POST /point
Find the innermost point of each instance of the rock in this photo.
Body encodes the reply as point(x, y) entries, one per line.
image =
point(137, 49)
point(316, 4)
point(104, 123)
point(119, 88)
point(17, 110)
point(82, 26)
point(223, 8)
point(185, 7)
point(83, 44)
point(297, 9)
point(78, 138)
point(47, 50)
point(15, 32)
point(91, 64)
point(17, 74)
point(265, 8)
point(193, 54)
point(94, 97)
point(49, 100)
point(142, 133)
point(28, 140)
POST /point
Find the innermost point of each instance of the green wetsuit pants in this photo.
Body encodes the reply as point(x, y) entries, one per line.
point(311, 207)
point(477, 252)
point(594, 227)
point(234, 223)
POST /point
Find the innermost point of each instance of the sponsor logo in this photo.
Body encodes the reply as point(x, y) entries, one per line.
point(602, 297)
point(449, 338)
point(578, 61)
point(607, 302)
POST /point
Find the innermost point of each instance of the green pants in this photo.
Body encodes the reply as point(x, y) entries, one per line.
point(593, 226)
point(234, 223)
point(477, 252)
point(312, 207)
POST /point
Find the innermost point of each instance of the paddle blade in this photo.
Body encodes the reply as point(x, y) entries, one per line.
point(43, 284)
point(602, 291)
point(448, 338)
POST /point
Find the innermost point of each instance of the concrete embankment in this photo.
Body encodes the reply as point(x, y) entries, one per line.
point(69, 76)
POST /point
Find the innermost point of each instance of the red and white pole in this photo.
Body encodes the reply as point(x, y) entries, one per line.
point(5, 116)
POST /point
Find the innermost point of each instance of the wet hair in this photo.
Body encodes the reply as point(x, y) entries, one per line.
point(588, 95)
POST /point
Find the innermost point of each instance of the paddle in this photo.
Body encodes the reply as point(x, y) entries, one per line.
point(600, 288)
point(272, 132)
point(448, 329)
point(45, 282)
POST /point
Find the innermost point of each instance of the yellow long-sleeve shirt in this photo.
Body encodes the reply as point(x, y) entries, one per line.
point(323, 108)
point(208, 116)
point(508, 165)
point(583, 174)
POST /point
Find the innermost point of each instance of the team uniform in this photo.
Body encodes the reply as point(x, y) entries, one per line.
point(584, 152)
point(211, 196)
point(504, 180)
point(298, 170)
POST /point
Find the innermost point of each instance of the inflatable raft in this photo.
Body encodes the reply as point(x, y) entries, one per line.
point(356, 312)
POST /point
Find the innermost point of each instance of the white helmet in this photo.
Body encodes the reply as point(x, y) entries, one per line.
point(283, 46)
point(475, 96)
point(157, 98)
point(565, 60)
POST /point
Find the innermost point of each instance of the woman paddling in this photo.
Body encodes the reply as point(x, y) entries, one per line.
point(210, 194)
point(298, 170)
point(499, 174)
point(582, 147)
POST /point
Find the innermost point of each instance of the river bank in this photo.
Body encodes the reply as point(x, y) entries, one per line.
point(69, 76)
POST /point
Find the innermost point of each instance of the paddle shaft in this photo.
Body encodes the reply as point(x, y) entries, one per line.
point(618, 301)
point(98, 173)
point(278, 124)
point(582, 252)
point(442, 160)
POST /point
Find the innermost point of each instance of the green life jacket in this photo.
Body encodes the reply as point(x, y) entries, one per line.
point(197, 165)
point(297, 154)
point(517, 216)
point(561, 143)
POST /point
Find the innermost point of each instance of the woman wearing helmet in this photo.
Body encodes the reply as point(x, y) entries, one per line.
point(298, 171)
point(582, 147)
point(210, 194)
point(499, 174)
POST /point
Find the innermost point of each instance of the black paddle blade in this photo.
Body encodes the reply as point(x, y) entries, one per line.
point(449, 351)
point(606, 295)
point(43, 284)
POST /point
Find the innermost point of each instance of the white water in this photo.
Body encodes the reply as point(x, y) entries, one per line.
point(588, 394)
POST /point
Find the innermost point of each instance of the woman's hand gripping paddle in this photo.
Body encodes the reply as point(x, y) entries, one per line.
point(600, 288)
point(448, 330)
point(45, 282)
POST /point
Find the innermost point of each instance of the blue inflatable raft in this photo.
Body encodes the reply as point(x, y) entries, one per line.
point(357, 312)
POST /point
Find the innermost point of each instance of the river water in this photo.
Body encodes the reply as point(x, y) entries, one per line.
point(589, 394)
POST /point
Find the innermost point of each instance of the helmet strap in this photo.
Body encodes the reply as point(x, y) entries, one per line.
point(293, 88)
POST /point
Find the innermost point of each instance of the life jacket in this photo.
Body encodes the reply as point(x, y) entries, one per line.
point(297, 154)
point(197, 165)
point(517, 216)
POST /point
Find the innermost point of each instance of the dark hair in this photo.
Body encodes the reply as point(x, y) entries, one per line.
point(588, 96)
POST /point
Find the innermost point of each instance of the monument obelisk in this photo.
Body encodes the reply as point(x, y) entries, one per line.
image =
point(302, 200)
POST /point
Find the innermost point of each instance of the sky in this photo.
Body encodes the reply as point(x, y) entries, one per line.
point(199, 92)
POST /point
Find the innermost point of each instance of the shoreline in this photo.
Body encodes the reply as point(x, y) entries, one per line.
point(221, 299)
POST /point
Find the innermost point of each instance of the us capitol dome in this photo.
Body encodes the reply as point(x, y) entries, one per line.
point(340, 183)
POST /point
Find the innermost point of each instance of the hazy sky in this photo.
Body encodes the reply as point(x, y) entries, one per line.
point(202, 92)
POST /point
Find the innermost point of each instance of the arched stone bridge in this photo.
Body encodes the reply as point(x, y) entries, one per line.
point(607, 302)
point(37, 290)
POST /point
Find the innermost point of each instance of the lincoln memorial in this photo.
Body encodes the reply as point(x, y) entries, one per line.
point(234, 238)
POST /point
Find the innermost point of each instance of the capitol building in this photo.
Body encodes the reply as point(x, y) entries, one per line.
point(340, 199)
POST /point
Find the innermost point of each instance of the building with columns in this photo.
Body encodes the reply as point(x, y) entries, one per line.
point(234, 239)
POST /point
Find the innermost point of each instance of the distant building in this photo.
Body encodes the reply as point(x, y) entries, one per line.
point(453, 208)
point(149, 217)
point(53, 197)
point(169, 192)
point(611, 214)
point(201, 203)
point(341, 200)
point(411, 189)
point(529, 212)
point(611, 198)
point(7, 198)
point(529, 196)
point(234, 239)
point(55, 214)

——————

▸ Your instructions:
Recast every entry above as a two-column CSV with the header entry_text,answer and one row per entry. Put the entry's text and its answer each in a single quoted field, with line breaks replaced by spaces.

▸ Answer to the task:
entry_text,answer
"POST /point Find the innermost point of each instance of the rock in this photo. Body encodes the reply as point(x, y) entries, one per line. image =","point(137, 49) point(316, 4) point(104, 123) point(119, 88) point(17, 110) point(82, 26) point(223, 8) point(185, 7) point(83, 44) point(297, 9) point(78, 138) point(47, 50) point(15, 32) point(91, 64) point(17, 74) point(265, 8) point(193, 54) point(94, 97) point(49, 100) point(142, 133) point(28, 140)"
"POST /point Find the innermost point of each instance of the green wetsuit pants in this photo. Body encodes the reply as point(x, y) entries, one per line.","point(311, 207) point(477, 252) point(594, 227) point(234, 223)"
"POST /point Find the innermost point of each instance of the sponsor logo in this photo. Body encodes the reply as point(x, y) entries, one per line.","point(602, 297) point(449, 338) point(578, 61) point(607, 302)"
"POST /point Find the innermost point of each instance of the green pants in this photo. Body encodes the reply as point(x, y) entries, one per line.","point(593, 226) point(234, 223) point(477, 252) point(312, 207)"
"POST /point Find the innermost point of each instance of the paddle blade in this photo. Body encodes the reply as point(x, y) entries, one per line.","point(43, 284) point(602, 291) point(448, 338)"
"POST /point Find the innermost point of each instance of the concrete embankment in this photo. Body encodes the reply as point(x, y) entries, one per line.","point(69, 76)"
"POST /point Find the innermost point of each instance of the red and white pole in this photo. Body encodes the reply as point(x, y) entries, one per line.","point(5, 116)"
"POST /point Find the innermost point of each instance of the wet hair in this photo. Body encodes the reply as point(x, y) entries, one per line.","point(588, 95)"
"POST /point Find the innermost point of each instance of the paddle in this photo. Body encodes the reply as point(x, y) entries, one per line.","point(600, 288) point(272, 132) point(448, 329) point(45, 282)"
"POST /point Find the innermost point of each instance of the yellow long-sleeve shirt in this photo. Body encodes the reply as point(x, y) entries, one per line.","point(323, 108) point(208, 116) point(508, 165) point(583, 174)"
"POST /point Find the innermost point of each instance of the team uniform in this photo. Body encodes the reply as point(x, y) entries, one per line.","point(584, 152) point(211, 196) point(504, 180) point(298, 170)"
"POST /point Find the innermost point of each instance of the inflatable raft in this photo. Body encodes the reply as point(x, y) entries, one per line.","point(356, 312)"
"POST /point Find the innermost point of each instance of the white helmet in this photo. Body encodes the reply as point(x, y) entries, one per line.","point(283, 46) point(475, 96) point(157, 98) point(565, 60)"
"POST /point Find the innermost point of each instance of the woman paddling in this photo. Body encodes the reply as point(x, y) entries, one per line.","point(210, 194) point(298, 170) point(499, 174) point(582, 147)"
"POST /point Find the innermost point of each instance of the river bank in this photo. Body encodes the reply as point(x, y) entries, one per line.","point(69, 76)"
"POST /point Find the innermost point of each instance of the paddle shaft in this photo. Body encodes the reply as point(x, y) entries, one per line.","point(618, 301) point(98, 173) point(278, 124) point(582, 252) point(442, 160)"
"POST /point Find the innermost point of each instance of the green life jacket in this photo. Body encodes the reply as point(x, y) entries, one per line.","point(197, 165) point(297, 154) point(517, 216) point(561, 143)"
"POST /point Find the innermost point of each instance of the woman wearing helmet in this photo. Body encodes the reply as point(x, y) entries, one per line.","point(298, 171) point(582, 147) point(210, 194) point(499, 174)"
"POST /point Find the innermost point of each instance of the black paddle blade in this photo. Body encodes the reply as point(x, y) entries, one per line.","point(449, 351) point(606, 295) point(43, 284)"
"POST /point Find the innermost point of each instance of the white water in this photo. Body encodes the reply as point(x, y) entries, one per line.","point(588, 394)"
"POST /point Find the innermost point of each instance of the woman's hand gripping paddle in this photo. Body encodes the reply as point(x, y) entries, one per line.","point(600, 288) point(448, 330) point(45, 282)"
"POST /point Find the innermost point of each instance of the blue inflatable raft in this photo. Body encodes the reply as point(x, y) entries, one per line.","point(357, 312)"
"POST /point Find the innermost point of each instance of the river water in this photo. Body encodes the reply as point(x, y) entries, one per line.","point(589, 394)"
"POST /point Find the innermost point of each instance of the helmet strap in this photo. Body encodes the reply as point(x, y) entries, one per line.","point(293, 88)"
"POST /point Find the innermost point of each instance of the life jacket in this photo. Body encodes the reply as point(x, y) entries, one per line.","point(297, 154) point(197, 165) point(517, 216)"
"POST /point Find the innermost point of each instance of the dark hair in this photo. Body encodes the reply as point(x, y) entries, one per line.","point(588, 96)"
"POST /point Find the innermost point of each instance of the monument obelisk in this photo. Body encodes the reply as point(x, y) entries, one per line. image =","point(302, 200)"
"POST /point Find the innermost point of each instance of the sky in this photo. Body encodes the reply as point(x, y) entries, one per line.","point(199, 92)"
"POST /point Find the innermost point of each instance of the shoreline in this photo. Body encodes the reply as point(x, y) entries, one per line.","point(221, 299)"
"POST /point Find the innermost point of each instance of the us capitol dome in this photo. Body encodes the reply as point(x, y) entries, one per line.","point(340, 183)"
"POST /point Find the innermost point of each instance of the hazy sky in this photo. Body encodes the reply as point(x, y) entries, one per line.","point(202, 92)"
"POST /point Find the innermost point of each instance of the arched stone bridge in this photo. Body encodes the reply as point(x, y) entries, one per line.","point(607, 302) point(37, 290)"
"POST /point Find the innermost point of each instance of the lincoln memorial in this photo. Body encodes the reply as point(x, y) entries, one per line.","point(234, 238)"
"POST /point Find the innermost point of each instance of the capitol building in this photo. Body encodes the reply as point(x, y) entries, one per line.","point(340, 199)"
"POST /point Find the innermost point of each instance of the building with columns in this photo. Body encodes the reply as point(x, y) entries, one per line.","point(234, 239)"
"POST /point Find the innermost point of each instance of the distant building in this photo. Body encodes the reply as point(x, y) entries, one per line.","point(453, 208) point(149, 217) point(53, 197) point(169, 192) point(611, 214) point(201, 203) point(341, 200) point(411, 189) point(529, 212) point(611, 198) point(7, 198) point(529, 196) point(234, 239) point(55, 214)"